• [Extrait du document]
- - - - -

La construction du livre mêlant l’Histoire et la fiction a fait polémique. Nous ne l’alimenterons pas ici mais il faut admettre que si Arthur Nauzyciel choisit de conserver cette construction c’est tout simplement parce qu’elle n’est pas détachable du texte, qu’elle en est partie prenante, distillant, à dessein, et à travers le temps, une angoisse qui tient à ce que qu’est le destin d’un homme confronté à l’Histoire.

La pièce d’Arthur Nauzyciel qui porte en son titre le terme de fiction, décline donc successivement 3 scènes, 3 temps et les 3 voix de Jan Karski.

- - - - -

• [Défi A] Transcrivez sans modification le passage de l'extrait qui va de « La construction du » à « de Jan Karski. ».
• [Défi B] Relevez, d'après l'extrait, tout ce que la pièce d'Arthur Nauzyciel décline successivement.

• [Données fournies]
- - - - -

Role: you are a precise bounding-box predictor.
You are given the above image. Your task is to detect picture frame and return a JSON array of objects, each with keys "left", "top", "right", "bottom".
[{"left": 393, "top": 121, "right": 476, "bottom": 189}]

- - - - -

• [Solution complète A]
La construction du livre mêlant l’Histoire et la fiction a fait polémique. Nous ne l’alimenterons pas ici mais il faut admettre que si Arthur Nauzyciel choisit de conserver cette construction c’est tout simplement parce qu’elle n’est pas détachable du texte, qu’elle en est partie prenante, distillant, à dessein, et à travers le temps, une angoisse qui tient à ce que qu’est le destin d’un homme confronté à l’Histoire.

La pièce d’Arthur Nauzyciel qui porte en son titre le terme de fiction, décline donc successivement 3 scènes, 3 temps et les 3 voix de Jan Karski.

• [Solution complète B] 3 scènes ; 3 temps ; les 3 voix de Jan Karski